--- Directive ---
Reproduce the stretch of the election commentary below from "So we have to" through "the messiah. Why?".

--- Document passage ---
With Joe Biden’s poll numbers holding strong, my wife and I cautiously look forward to Nov. 3 as a day of deliverance. So, too, does virtually everyone we know. Yet for the 40% or so of voters who back Donald Trump, his defeat would make the day of the election seem the eve of the apocalypse.

So if our fractured nation is to be made whole again, it is imperative that we liberals, if we achieve a victory, celebrate without gloating.

That means holding off on a cutting-edge agenda. A program such as the Green New Deal may sound like progress to us but would look to them like we’re rubbing it in.

Such restraint will require an exercise of the imagination. America is divided by ZIP code as well as political philosophy. Many liberals like me live in big-city neighborhoods. Trump’s following is concentrated in small towns in the rural hinterland. We and they rarely cross paths.

So we have to ask ourselves a tough question. What is Trump’s magical attraction? To us, he is a foul-mouthed prevaricator, lacking any sense of morality, and a tax cheat unworthy of the presidency. To his base, he is the messiah. Why?

--- Excerpted records ---

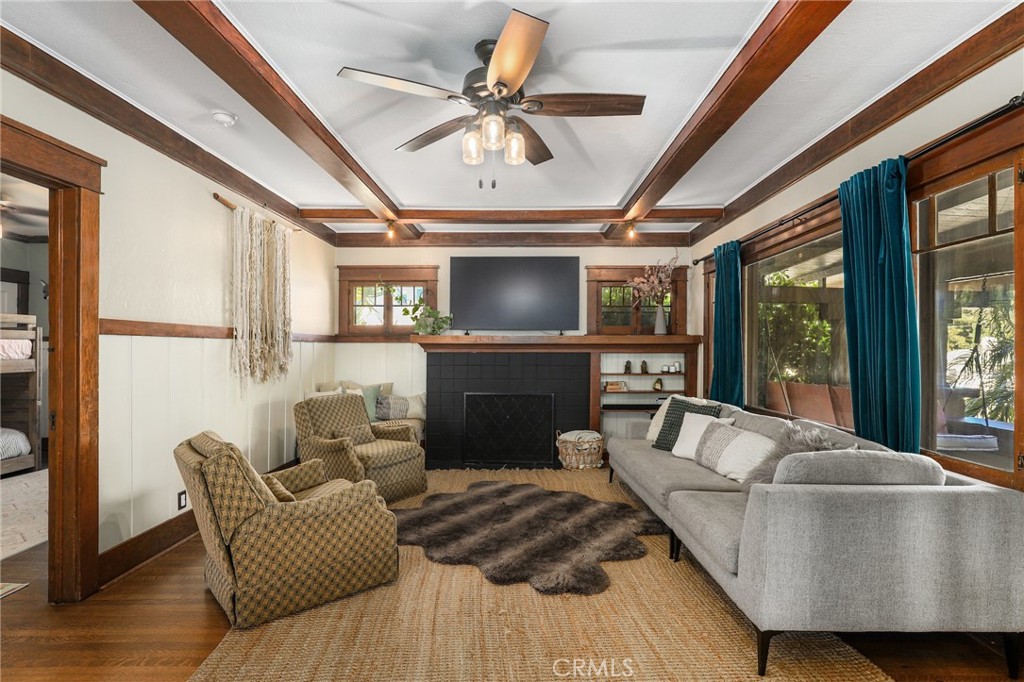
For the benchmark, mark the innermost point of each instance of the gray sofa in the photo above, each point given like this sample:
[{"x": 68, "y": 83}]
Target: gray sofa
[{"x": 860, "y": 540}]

==

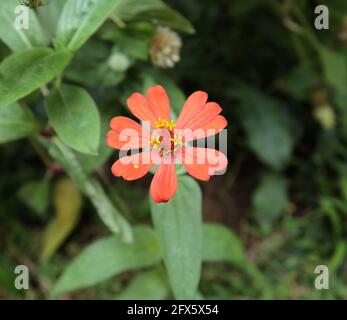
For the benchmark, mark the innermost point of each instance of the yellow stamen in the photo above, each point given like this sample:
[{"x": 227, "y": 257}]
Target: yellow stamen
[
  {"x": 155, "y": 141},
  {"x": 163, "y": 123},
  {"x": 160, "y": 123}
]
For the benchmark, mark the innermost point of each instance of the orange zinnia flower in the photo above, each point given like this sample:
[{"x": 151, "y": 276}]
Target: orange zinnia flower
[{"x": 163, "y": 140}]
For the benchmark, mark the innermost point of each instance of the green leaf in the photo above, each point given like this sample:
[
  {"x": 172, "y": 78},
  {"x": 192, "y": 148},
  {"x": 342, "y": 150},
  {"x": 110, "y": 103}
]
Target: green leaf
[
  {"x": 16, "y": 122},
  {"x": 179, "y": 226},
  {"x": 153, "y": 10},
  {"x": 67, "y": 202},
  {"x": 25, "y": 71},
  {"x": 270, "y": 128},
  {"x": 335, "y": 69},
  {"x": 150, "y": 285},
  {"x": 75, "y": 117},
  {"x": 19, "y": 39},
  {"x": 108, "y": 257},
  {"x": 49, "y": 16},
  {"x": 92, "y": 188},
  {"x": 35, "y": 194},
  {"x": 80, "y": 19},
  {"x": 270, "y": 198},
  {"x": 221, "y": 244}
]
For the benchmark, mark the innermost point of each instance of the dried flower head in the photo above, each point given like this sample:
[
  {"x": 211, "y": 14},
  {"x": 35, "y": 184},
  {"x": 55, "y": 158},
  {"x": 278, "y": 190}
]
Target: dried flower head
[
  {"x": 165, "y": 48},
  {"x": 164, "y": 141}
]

...

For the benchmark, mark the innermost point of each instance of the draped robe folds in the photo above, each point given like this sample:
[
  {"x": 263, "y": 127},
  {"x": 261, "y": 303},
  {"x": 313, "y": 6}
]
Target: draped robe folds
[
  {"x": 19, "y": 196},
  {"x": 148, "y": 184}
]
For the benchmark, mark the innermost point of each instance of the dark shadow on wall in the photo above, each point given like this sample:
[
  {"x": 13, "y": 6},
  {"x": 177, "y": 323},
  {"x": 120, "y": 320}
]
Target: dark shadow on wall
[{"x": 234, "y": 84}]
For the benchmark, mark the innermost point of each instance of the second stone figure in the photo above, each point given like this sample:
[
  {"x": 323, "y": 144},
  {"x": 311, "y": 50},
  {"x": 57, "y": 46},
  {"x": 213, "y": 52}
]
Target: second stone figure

--- Written response ---
So we have to ask ourselves a tough question. What is Trump’s magical attraction? To us, he is a foul-mouthed prevaricator, lacking any sense of morality, and a tax cheat unworthy of the presidency. To his base, he is the messiah. Why?